● The task
The listing below is to be written out word for word, minus its images.

● Supplied data
********
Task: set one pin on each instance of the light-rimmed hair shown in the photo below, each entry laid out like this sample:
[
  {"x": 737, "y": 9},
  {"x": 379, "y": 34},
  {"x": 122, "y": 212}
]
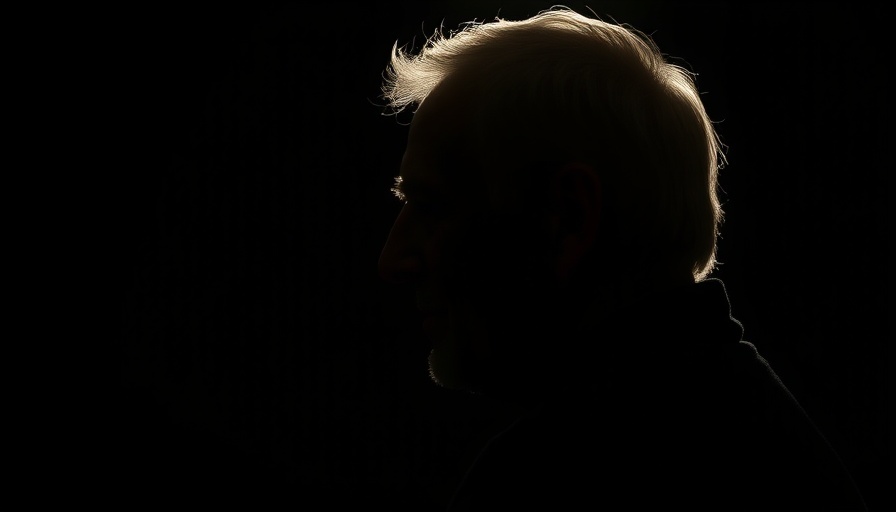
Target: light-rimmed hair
[{"x": 561, "y": 87}]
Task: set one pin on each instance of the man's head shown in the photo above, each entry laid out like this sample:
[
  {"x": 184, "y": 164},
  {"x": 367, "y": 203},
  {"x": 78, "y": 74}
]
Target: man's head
[{"x": 551, "y": 162}]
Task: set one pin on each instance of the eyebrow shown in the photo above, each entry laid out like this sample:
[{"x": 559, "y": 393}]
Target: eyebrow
[{"x": 405, "y": 188}]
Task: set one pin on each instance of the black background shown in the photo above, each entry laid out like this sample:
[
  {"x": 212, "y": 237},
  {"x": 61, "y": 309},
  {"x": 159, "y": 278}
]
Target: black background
[{"x": 259, "y": 350}]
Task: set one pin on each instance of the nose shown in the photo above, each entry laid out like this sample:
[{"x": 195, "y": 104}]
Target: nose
[{"x": 400, "y": 261}]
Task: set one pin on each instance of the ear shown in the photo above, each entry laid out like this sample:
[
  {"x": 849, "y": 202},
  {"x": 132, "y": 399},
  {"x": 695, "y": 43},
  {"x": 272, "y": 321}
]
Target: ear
[{"x": 577, "y": 201}]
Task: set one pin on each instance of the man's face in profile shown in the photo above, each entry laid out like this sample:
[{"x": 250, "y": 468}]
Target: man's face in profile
[{"x": 474, "y": 273}]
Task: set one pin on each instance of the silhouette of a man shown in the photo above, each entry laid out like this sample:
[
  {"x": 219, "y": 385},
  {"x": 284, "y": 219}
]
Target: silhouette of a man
[{"x": 559, "y": 226}]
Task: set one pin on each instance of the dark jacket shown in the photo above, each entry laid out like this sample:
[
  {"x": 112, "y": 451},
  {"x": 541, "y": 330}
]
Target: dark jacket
[{"x": 666, "y": 408}]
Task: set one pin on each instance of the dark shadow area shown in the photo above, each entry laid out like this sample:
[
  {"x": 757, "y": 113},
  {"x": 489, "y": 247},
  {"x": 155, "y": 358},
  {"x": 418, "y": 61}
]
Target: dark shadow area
[{"x": 261, "y": 356}]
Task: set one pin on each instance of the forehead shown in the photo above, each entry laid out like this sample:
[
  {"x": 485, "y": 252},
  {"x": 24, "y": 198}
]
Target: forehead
[{"x": 440, "y": 152}]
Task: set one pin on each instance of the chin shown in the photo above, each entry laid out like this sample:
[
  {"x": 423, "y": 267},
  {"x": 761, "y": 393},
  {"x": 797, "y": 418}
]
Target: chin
[{"x": 443, "y": 368}]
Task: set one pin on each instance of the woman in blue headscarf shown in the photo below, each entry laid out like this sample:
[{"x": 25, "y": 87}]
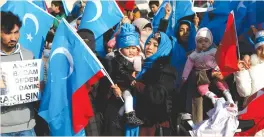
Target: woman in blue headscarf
[{"x": 154, "y": 86}]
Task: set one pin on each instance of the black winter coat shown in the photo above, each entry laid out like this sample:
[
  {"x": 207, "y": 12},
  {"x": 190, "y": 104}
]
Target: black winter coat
[
  {"x": 122, "y": 71},
  {"x": 153, "y": 104}
]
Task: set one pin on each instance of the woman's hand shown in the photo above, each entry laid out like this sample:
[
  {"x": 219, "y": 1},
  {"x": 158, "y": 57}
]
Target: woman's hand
[
  {"x": 242, "y": 65},
  {"x": 133, "y": 83},
  {"x": 117, "y": 91},
  {"x": 218, "y": 75},
  {"x": 126, "y": 20}
]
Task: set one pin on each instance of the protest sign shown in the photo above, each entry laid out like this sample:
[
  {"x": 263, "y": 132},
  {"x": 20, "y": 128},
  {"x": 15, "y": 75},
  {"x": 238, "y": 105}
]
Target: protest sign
[{"x": 19, "y": 82}]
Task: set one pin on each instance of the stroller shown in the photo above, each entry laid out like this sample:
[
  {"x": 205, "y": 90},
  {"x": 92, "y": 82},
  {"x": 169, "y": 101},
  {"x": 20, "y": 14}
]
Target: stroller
[
  {"x": 251, "y": 118},
  {"x": 184, "y": 126}
]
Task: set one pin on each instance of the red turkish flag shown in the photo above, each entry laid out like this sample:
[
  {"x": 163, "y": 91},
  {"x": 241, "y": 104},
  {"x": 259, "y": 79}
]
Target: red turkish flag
[
  {"x": 226, "y": 55},
  {"x": 125, "y": 5}
]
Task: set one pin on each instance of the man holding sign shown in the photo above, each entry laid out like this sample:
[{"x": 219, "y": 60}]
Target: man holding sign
[{"x": 19, "y": 80}]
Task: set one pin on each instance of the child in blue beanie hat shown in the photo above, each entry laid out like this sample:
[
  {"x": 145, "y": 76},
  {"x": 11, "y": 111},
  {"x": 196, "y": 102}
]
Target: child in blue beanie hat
[{"x": 126, "y": 64}]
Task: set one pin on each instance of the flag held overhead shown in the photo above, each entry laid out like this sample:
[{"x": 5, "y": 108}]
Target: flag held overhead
[{"x": 66, "y": 105}]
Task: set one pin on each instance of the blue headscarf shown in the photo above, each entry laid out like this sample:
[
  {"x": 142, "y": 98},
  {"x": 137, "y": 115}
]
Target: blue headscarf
[
  {"x": 164, "y": 49},
  {"x": 127, "y": 36},
  {"x": 179, "y": 57}
]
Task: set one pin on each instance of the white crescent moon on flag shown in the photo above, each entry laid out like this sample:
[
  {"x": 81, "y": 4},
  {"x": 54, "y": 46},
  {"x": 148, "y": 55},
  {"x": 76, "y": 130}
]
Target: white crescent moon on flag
[
  {"x": 34, "y": 19},
  {"x": 65, "y": 52},
  {"x": 98, "y": 6}
]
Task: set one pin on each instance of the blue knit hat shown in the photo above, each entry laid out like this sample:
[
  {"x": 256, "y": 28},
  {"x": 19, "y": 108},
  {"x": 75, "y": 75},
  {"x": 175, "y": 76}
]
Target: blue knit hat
[
  {"x": 259, "y": 39},
  {"x": 127, "y": 36}
]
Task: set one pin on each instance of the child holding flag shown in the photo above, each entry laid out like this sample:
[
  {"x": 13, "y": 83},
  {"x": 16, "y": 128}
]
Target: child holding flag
[
  {"x": 126, "y": 64},
  {"x": 203, "y": 60}
]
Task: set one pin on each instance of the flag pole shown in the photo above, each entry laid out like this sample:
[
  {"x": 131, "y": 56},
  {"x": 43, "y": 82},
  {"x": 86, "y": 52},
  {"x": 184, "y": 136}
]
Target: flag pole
[
  {"x": 111, "y": 81},
  {"x": 236, "y": 37}
]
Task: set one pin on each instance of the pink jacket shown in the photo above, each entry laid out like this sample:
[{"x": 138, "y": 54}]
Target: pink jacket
[{"x": 200, "y": 61}]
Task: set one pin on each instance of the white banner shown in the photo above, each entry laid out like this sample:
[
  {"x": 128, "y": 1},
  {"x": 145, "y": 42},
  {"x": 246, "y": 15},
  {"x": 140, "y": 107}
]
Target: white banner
[{"x": 19, "y": 82}]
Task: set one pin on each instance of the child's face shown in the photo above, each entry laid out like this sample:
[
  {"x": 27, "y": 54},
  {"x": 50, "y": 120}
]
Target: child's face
[
  {"x": 109, "y": 49},
  {"x": 260, "y": 52},
  {"x": 203, "y": 44},
  {"x": 151, "y": 47},
  {"x": 55, "y": 8},
  {"x": 130, "y": 51},
  {"x": 184, "y": 32},
  {"x": 154, "y": 8}
]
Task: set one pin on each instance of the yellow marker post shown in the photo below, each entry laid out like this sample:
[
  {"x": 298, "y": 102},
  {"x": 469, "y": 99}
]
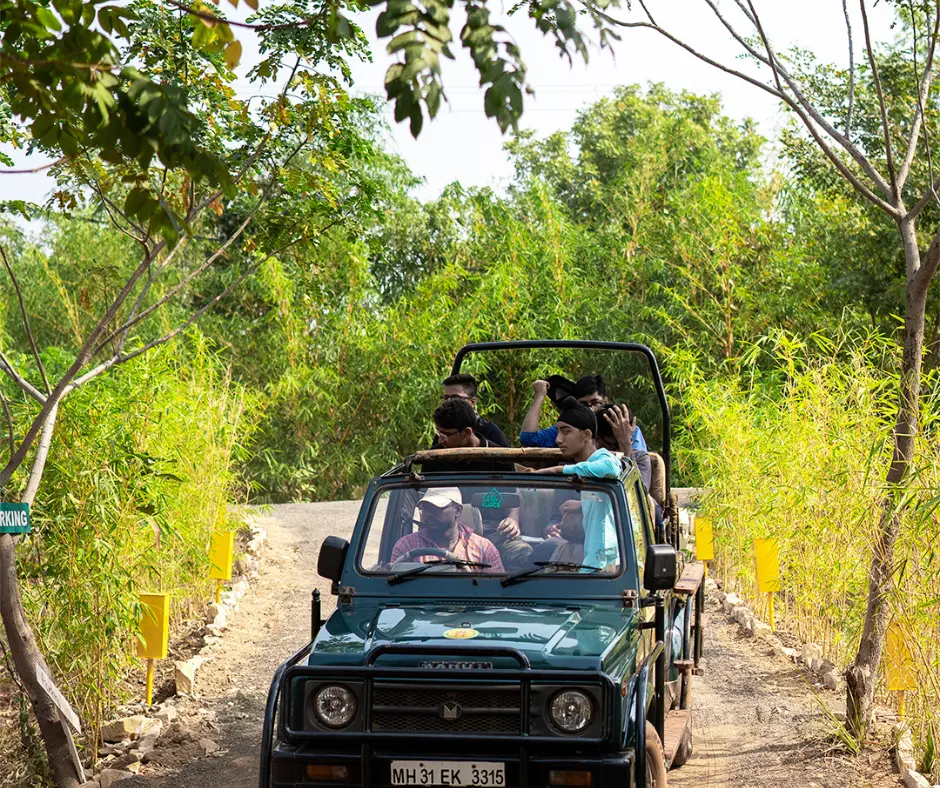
********
● Finished task
Task: set one pin on each instance of the light-rimmed hair shown in the photo below, each entry laid out like this sample:
[
  {"x": 737, "y": 9},
  {"x": 379, "y": 34},
  {"x": 122, "y": 212}
]
Target: light-rimmed hair
[{"x": 561, "y": 87}]
Task: set one pin on each instance of the man's head shown in the photo above, each entry laid out like this sample:
[
  {"x": 184, "y": 164},
  {"x": 367, "y": 203},
  {"x": 78, "y": 74}
]
Target: man's head
[{"x": 551, "y": 162}]
Task: set one pin on each instance of the eyebrow shown in the photo above, each entry laid out like this sample:
[{"x": 559, "y": 393}]
Target: eyebrow
[{"x": 405, "y": 188}]
Task: set one pin on each instance of the black background shown in the photo above, each entry laid out like this sample:
[
  {"x": 212, "y": 237},
  {"x": 61, "y": 309},
  {"x": 159, "y": 278}
]
Target: black background
[{"x": 259, "y": 350}]
Task: set one pin on each instance of the nose shown in the photo above, each entry laid out like this sample:
[{"x": 195, "y": 104}]
Target: nose
[{"x": 400, "y": 261}]
Task: set one pin on each instance of the ear shown in the photo above, each entry laid out like this sample:
[
  {"x": 849, "y": 202},
  {"x": 132, "y": 399},
  {"x": 695, "y": 43},
  {"x": 272, "y": 321}
]
Target: ear
[{"x": 577, "y": 201}]
Task: set one pin on each instance of the man's face in profile shown in the photo above, each entry laid out like this sample:
[{"x": 250, "y": 468}]
Target: man's face in profile
[{"x": 474, "y": 273}]
Task: set one pin on each instance of the silhouette of a man shown in the photo above, each entry laid out like this sample:
[
  {"x": 219, "y": 385},
  {"x": 284, "y": 219}
]
Target: silhouette of a man
[{"x": 559, "y": 226}]
Task: set one pin on each instance of the dark jacket shown in the photo above, each entry laid out like this sample:
[
  {"x": 112, "y": 451},
  {"x": 541, "y": 330}
]
Target: dark jacket
[{"x": 666, "y": 408}]
Task: set one pin on each instance of the dark shadow area shown in the photo above, each entry laid out like this sample:
[
  {"x": 757, "y": 113},
  {"x": 489, "y": 247},
  {"x": 155, "y": 358},
  {"x": 418, "y": 61}
]
Target: dark shadow area
[{"x": 261, "y": 356}]
Task: set one pin on each instance of the forehead shown in the photo above, each entry laid out like this sample:
[
  {"x": 485, "y": 252},
  {"x": 24, "y": 198}
]
Target: forehead
[{"x": 440, "y": 152}]
Task: set one pin on each instance of the chin shown in the photo above, each entry laid out like this sample:
[
  {"x": 423, "y": 267},
  {"x": 761, "y": 393},
  {"x": 797, "y": 418}
]
Target: chin
[{"x": 443, "y": 368}]
Task: set one pin on each instance of the woman in blue headscarf shown in the photo below, each entry laid out like this sample:
[{"x": 25, "y": 87}]
Target: woman in blue headscarf
[{"x": 154, "y": 86}]
Task: set one pin on each instance of the black winter coat shown in the photo above, each entry laid out like this sample:
[
  {"x": 207, "y": 12},
  {"x": 190, "y": 104}
]
Target: black winter coat
[
  {"x": 122, "y": 71},
  {"x": 153, "y": 104}
]
Task: set one pin on each instance of the woman's hand shown in the photo above, each entry laid out like this sample:
[
  {"x": 219, "y": 1},
  {"x": 158, "y": 57}
]
Target: woman's hand
[
  {"x": 242, "y": 65},
  {"x": 133, "y": 83},
  {"x": 117, "y": 91},
  {"x": 218, "y": 75},
  {"x": 126, "y": 20}
]
Task: set one pin on each instance of the protest sign shown in the photo above, each entry laid out like this sample:
[
  {"x": 263, "y": 132},
  {"x": 20, "y": 128},
  {"x": 15, "y": 75},
  {"x": 238, "y": 105}
]
Target: protest sign
[{"x": 19, "y": 82}]
Task: set one pin on each instance of the stroller shown in the photo above, each entry laid out like this sample:
[
  {"x": 205, "y": 90},
  {"x": 92, "y": 82},
  {"x": 169, "y": 101},
  {"x": 20, "y": 14}
]
Target: stroller
[
  {"x": 251, "y": 118},
  {"x": 184, "y": 126}
]
Task: set one pin on each instance of the red turkish flag shown in the photo above, each entry laid out like this sample:
[
  {"x": 163, "y": 91},
  {"x": 241, "y": 104},
  {"x": 259, "y": 79}
]
Target: red turkish flag
[
  {"x": 226, "y": 55},
  {"x": 125, "y": 5}
]
Task: set one pin on each instance of the man holding sign shown in the photo above, each entry laid out like this sample:
[{"x": 219, "y": 60}]
Target: man holding sign
[{"x": 19, "y": 80}]
Task: set one pin on each instance of the child in blue beanie hat shown in the photo above, each entry laid out like this sample:
[
  {"x": 145, "y": 76},
  {"x": 11, "y": 111},
  {"x": 196, "y": 102}
]
Target: child in blue beanie hat
[{"x": 126, "y": 64}]
Task: set one pin on each instance of the flag held overhead shown in the photo above, each entry laid out like this sample:
[{"x": 5, "y": 108}]
Target: flag held overhead
[{"x": 66, "y": 105}]
Task: set one pin on each instance of the blue headscarf shown in the photo above, each entry laid out like this sample:
[
  {"x": 142, "y": 98},
  {"x": 137, "y": 115}
]
Target: blue headscarf
[
  {"x": 164, "y": 49},
  {"x": 127, "y": 36},
  {"x": 179, "y": 57}
]
Task: set one pin on each instance of the white crescent moon on flag shown in the photo above, each entry laid out like this sample:
[
  {"x": 81, "y": 4},
  {"x": 54, "y": 46},
  {"x": 148, "y": 55},
  {"x": 76, "y": 130}
]
Target: white crescent moon on flag
[
  {"x": 34, "y": 19},
  {"x": 65, "y": 52},
  {"x": 98, "y": 6}
]
Task: set one pin on each instance of the blue knit hat shown in the photo above, each entry laid out like this sample:
[
  {"x": 256, "y": 28},
  {"x": 19, "y": 108},
  {"x": 75, "y": 75},
  {"x": 175, "y": 76}
]
Target: blue knit hat
[
  {"x": 259, "y": 39},
  {"x": 127, "y": 36}
]
Task: set one pin on each instance of the child holding flag shown in the photo above, each entry laid out like this sample:
[
  {"x": 13, "y": 83},
  {"x": 16, "y": 128}
]
Target: child holding flag
[
  {"x": 126, "y": 64},
  {"x": 203, "y": 60}
]
Task: set one pin on each instance of the flag pole shown in the photo above, each entry laid out like this sample:
[
  {"x": 131, "y": 56},
  {"x": 43, "y": 82},
  {"x": 86, "y": 52},
  {"x": 184, "y": 136}
]
Target: flag pole
[
  {"x": 111, "y": 81},
  {"x": 236, "y": 37}
]
Task: set one pin on each instance of the pink jacket shown in the photo above, each entry laid out like this sample:
[{"x": 138, "y": 54}]
Target: pink jacket
[{"x": 200, "y": 61}]
Task: set one pin on each instance of the white banner shown in the photo above, each entry laid out like this sample:
[
  {"x": 128, "y": 1},
  {"x": 145, "y": 42},
  {"x": 246, "y": 15},
  {"x": 140, "y": 107}
]
Target: white banner
[{"x": 19, "y": 82}]
Task: set one pin on each instance of the child's face shown in the photo above, each entry laid out like this sample:
[
  {"x": 27, "y": 54},
  {"x": 50, "y": 120}
]
Target: child's face
[
  {"x": 109, "y": 49},
  {"x": 260, "y": 52},
  {"x": 203, "y": 44},
  {"x": 151, "y": 47},
  {"x": 55, "y": 8},
  {"x": 130, "y": 51},
  {"x": 184, "y": 32},
  {"x": 154, "y": 8}
]
Task: set one pin on each instance of the yellow marker post shown in the photo below, each entry laid out like this sample:
[
  {"x": 298, "y": 102},
  {"x": 469, "y": 99}
]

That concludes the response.